**Exercise directions**
Can you rewrite the items below with every "rough mask" changed to "coarse mask" and everything else left the same? Leave out the pictures.

**Data to examine**
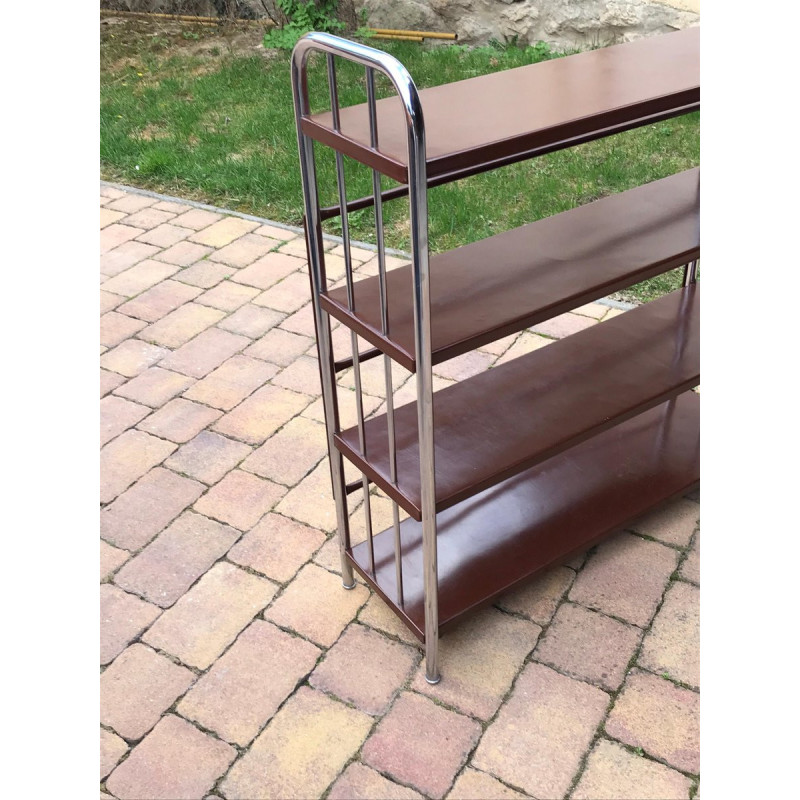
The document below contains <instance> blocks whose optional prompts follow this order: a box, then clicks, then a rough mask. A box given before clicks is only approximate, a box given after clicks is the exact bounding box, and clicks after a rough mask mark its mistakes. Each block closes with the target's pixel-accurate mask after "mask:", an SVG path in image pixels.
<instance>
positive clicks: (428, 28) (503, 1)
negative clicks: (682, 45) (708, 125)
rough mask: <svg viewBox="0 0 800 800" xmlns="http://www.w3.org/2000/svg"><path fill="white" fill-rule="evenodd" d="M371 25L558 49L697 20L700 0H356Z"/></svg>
mask: <svg viewBox="0 0 800 800" xmlns="http://www.w3.org/2000/svg"><path fill="white" fill-rule="evenodd" d="M355 7H356V11H357V12H360V11H362V9H363V10H364V11H365V12H366V16H367V23H368V24H369V25H370V26H372V27H376V28H399V29H406V28H408V29H411V30H431V31H447V32H450V33H457V34H458V38H459V40H460V41H461V42H463V43H465V44H486V43H488V42H489V41H490V40H492V39H495V40H497V41H499V42H504V41H511V40H514V39H515V38H516V40H517V41H518V42H519V43H520V44H534V43H535V42H537V41H544V42H548V43H550V44H552V45H554V46H555V47H557V48H559V49H569V48H573V47H581V48H585V47H587V46H598V45H608V44H615V43H617V42H627V41H631V40H633V39H637V38H639V37H641V36H648V35H651V34H658V33H668V32H669V31H673V30H677V29H680V28H687V27H690V26H692V25H696V24H698V23H699V21H700V14H699V12H700V2H699V0H624V1H623V0H355Z"/></svg>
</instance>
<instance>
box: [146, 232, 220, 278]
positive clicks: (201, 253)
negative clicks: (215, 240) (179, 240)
mask: <svg viewBox="0 0 800 800" xmlns="http://www.w3.org/2000/svg"><path fill="white" fill-rule="evenodd" d="M213 252H214V251H213V249H212V248H211V247H205V246H204V245H202V244H196V243H195V242H187V241H186V240H183V241H181V242H178V243H177V244H174V245H172V247H168V248H167V249H166V250H162V251H161V252H160V253H159V254H158V255H156V256H153V258H154V259H156V261H166V262H167V263H168V264H175V265H176V266H178V267H189V266H191V265H192V264H196V263H197V262H198V261H200V259H201V258H205V257H206V256H207V255H208V254H209V253H213ZM179 274H183V273H179Z"/></svg>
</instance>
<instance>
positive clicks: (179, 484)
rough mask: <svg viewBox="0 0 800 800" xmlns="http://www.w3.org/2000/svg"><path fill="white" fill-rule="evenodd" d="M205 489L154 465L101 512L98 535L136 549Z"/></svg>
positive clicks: (122, 544)
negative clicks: (144, 474) (113, 502)
mask: <svg viewBox="0 0 800 800" xmlns="http://www.w3.org/2000/svg"><path fill="white" fill-rule="evenodd" d="M204 490H205V486H203V485H202V484H200V483H198V482H197V481H193V480H190V479H189V478H184V477H183V476H181V475H176V474H175V473H174V472H171V471H170V470H168V469H163V468H161V467H156V468H155V469H153V470H151V471H150V472H148V473H147V475H145V476H144V477H143V478H142V479H141V480H140V481H138V482H137V483H135V484H134V485H133V486H132V487H131V488H130V489H128V491H127V492H125V493H124V494H122V495H120V497H119V498H117V500H116V501H115V502H114V503H112V504H111V505H109V506H107V507H106V508H104V509H103V511H102V512H101V514H100V535H101V536H102V537H103V538H104V539H106V540H107V541H109V542H110V543H111V544H114V545H116V546H118V547H122V548H124V549H126V550H139V549H140V548H142V547H144V546H145V545H146V544H147V543H148V542H149V541H150V540H151V539H152V538H153V537H154V536H155V535H156V534H157V533H158V532H159V531H161V530H163V529H164V528H165V527H166V526H167V525H168V524H169V523H170V522H171V521H172V520H173V519H175V517H177V516H178V514H180V513H181V511H183V510H184V509H185V508H186V507H187V506H190V505H191V504H192V503H193V502H194V501H195V500H196V499H197V498H198V497H200V495H201V494H202V493H203V491H204Z"/></svg>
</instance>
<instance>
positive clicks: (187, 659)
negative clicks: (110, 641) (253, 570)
mask: <svg viewBox="0 0 800 800" xmlns="http://www.w3.org/2000/svg"><path fill="white" fill-rule="evenodd" d="M274 594H275V586H274V584H272V583H270V582H269V581H267V580H265V579H264V578H257V577H255V576H254V575H250V574H249V573H247V572H245V571H244V570H242V569H239V568H238V567H235V566H233V564H227V563H225V562H220V563H218V564H216V565H215V566H214V567H212V568H211V569H210V570H209V571H208V572H207V573H206V574H205V575H203V577H202V578H200V580H199V581H198V582H197V583H196V584H195V585H194V586H193V587H192V588H191V589H190V590H189V591H188V592H187V593H186V594H185V595H183V597H181V598H180V600H178V602H177V603H176V604H175V605H174V606H172V608H170V609H168V610H167V611H165V612H164V613H163V614H162V615H161V617H160V618H159V619H158V621H157V623H156V624H155V625H153V626H152V627H151V628H150V629H149V630H148V631H147V633H146V635H145V636H144V637H143V640H144V641H145V642H146V643H147V644H149V645H151V646H152V647H155V648H158V649H159V650H163V651H165V652H167V653H169V654H170V655H173V656H176V657H177V658H179V659H180V660H181V661H182V662H183V663H184V664H189V665H190V666H193V667H197V668H199V669H207V668H208V667H209V666H211V664H213V663H214V661H215V660H216V659H217V658H218V657H219V656H220V654H221V653H222V652H223V651H224V650H225V648H226V647H227V646H228V645H229V644H230V643H231V642H232V641H233V640H234V639H235V638H236V637H237V636H238V635H239V633H240V632H241V631H242V630H243V629H244V628H246V627H247V625H248V624H249V623H250V621H251V620H252V619H253V617H255V615H256V614H258V613H259V611H261V610H262V609H263V608H265V607H266V605H267V604H268V603H269V601H270V600H271V599H272V597H273V596H274Z"/></svg>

**Reply**
The document below contains <instance> blocks whose optional prompts follow this order: a box, then clicks, then a coarse mask. A box given before clicks is only approximate, a box given after clicks is the exact bounding box, and clicks after a coarse mask mark its mistakes. Each block closes with the target's pixel-accurate mask after "mask:", an SVG path in image pixels.
<instance>
positive clicks: (428, 28) (503, 1)
negative clicks: (682, 45) (708, 125)
coarse mask: <svg viewBox="0 0 800 800" xmlns="http://www.w3.org/2000/svg"><path fill="white" fill-rule="evenodd" d="M371 25L558 49L697 20L700 0H356Z"/></svg>
mask: <svg viewBox="0 0 800 800" xmlns="http://www.w3.org/2000/svg"><path fill="white" fill-rule="evenodd" d="M355 7H356V11H357V12H360V11H362V9H363V10H364V11H365V12H366V16H367V23H368V24H369V25H370V26H372V27H376V28H399V29H406V28H408V29H411V30H431V31H447V32H450V33H457V34H458V38H459V40H460V41H461V42H463V43H465V44H486V43H488V42H489V41H490V40H492V39H495V40H497V41H499V42H504V41H511V40H514V39H515V38H516V40H517V41H518V42H519V43H520V44H534V43H535V42H537V41H544V42H548V43H550V44H552V45H554V46H555V47H557V48H559V49H569V48H573V47H581V48H585V47H587V46H598V45H608V44H615V43H617V42H627V41H631V40H633V39H637V38H639V37H641V36H648V35H651V34H658V33H668V32H669V31H673V30H677V29H680V28H687V27H690V26H692V25H696V24H698V23H699V21H700V14H699V12H700V2H699V0H624V1H623V0H355Z"/></svg>
</instance>
<instance>
box: [146, 232, 220, 278]
positive clicks: (201, 253)
negative clicks: (215, 240) (179, 240)
mask: <svg viewBox="0 0 800 800" xmlns="http://www.w3.org/2000/svg"><path fill="white" fill-rule="evenodd" d="M213 252H214V251H213V249H212V248H211V247H205V246H204V245H202V244H196V243H195V242H187V241H186V240H183V241H181V242H178V243H177V244H174V245H172V247H168V248H167V249H166V250H162V251H161V252H160V253H159V254H158V255H156V256H153V258H154V259H156V261H166V262H167V263H168V264H175V265H176V266H178V267H189V266H191V265H192V264H196V263H197V262H198V261H200V259H201V258H205V257H206V256H207V255H208V254H209V253H213ZM179 274H183V273H179Z"/></svg>
</instance>
<instance>
positive clicks: (179, 484)
coarse mask: <svg viewBox="0 0 800 800" xmlns="http://www.w3.org/2000/svg"><path fill="white" fill-rule="evenodd" d="M205 489L154 465L101 512L98 535L136 549Z"/></svg>
positive clicks: (122, 544)
negative clicks: (144, 474) (113, 502)
mask: <svg viewBox="0 0 800 800" xmlns="http://www.w3.org/2000/svg"><path fill="white" fill-rule="evenodd" d="M204 490H205V486H203V485H202V484H200V483H198V482H197V481H193V480H190V479H189V478H184V477H183V476H181V475H176V474H175V473H174V472H171V471H170V470H168V469H163V468H161V467H156V468H155V469H153V470H151V471H150V472H148V473H147V475H145V476H144V477H143V478H142V479H141V480H140V481H138V482H137V483H135V484H134V485H133V486H132V487H131V488H130V489H128V491H127V492H125V493H124V494H122V495H120V497H119V498H117V500H116V501H115V502H114V503H112V504H111V505H109V506H107V507H106V508H104V509H103V511H102V512H101V514H100V535H101V536H102V537H103V538H104V539H106V540H107V541H109V542H110V543H111V544H114V545H116V546H118V547H122V548H124V549H126V550H139V549H140V548H142V547H144V546H145V545H146V544H147V543H148V542H149V541H150V540H151V539H152V538H153V537H154V536H155V535H156V534H157V533H158V532H159V531H161V530H163V529H164V528H165V527H166V526H167V525H168V524H169V523H170V522H171V521H172V520H173V519H175V517H177V516H178V514H180V513H181V511H183V510H184V509H185V508H186V507H187V506H190V505H191V504H192V503H193V502H194V501H195V500H196V499H197V498H198V497H200V495H201V494H202V493H203V491H204Z"/></svg>
</instance>
<instance>
positive clicks: (187, 659)
negative clicks: (110, 641) (253, 570)
mask: <svg viewBox="0 0 800 800" xmlns="http://www.w3.org/2000/svg"><path fill="white" fill-rule="evenodd" d="M274 594H275V586H274V584H272V583H270V582H269V581H267V580H265V579H264V578H257V577H255V576H254V575H250V574H249V573H247V572H245V571H244V570H242V569H239V568H238V567H235V566H233V564H227V563H225V562H220V563H218V564H216V565H215V566H214V567H212V568H211V569H210V570H209V571H208V572H207V573H206V574H205V575H203V577H202V578H200V580H199V581H198V582H197V583H196V584H195V585H194V586H193V587H192V588H191V589H190V590H189V591H188V592H187V593H186V594H185V595H183V597H181V598H180V600H178V602H177V603H176V604H175V605H174V606H172V608H170V609H168V610H167V611H165V612H164V613H163V614H162V615H161V617H160V618H159V619H158V621H157V623H156V624H155V625H153V626H152V627H151V628H150V629H149V630H148V631H147V633H146V635H145V636H144V637H143V640H144V641H145V642H146V643H147V644H149V645H151V646H152V647H155V648H158V649H159V650H163V651H165V652H167V653H169V654H170V655H173V656H176V657H177V658H179V659H180V660H181V661H182V662H183V663H184V664H189V665H190V666H193V667H197V668H199V669H207V668H208V667H209V666H211V664H213V663H214V661H215V660H216V659H217V658H218V657H219V656H220V654H221V653H222V652H223V651H224V650H225V648H226V647H227V646H228V645H229V644H230V643H231V642H232V641H233V640H234V639H235V638H236V637H237V636H238V635H239V633H240V632H241V631H242V630H243V629H244V628H246V627H247V625H248V624H249V623H250V621H251V620H252V619H253V617H255V615H256V614H258V613H259V611H261V610H262V609H263V608H265V607H266V605H267V604H268V603H269V601H270V600H271V599H272V597H273V596H274Z"/></svg>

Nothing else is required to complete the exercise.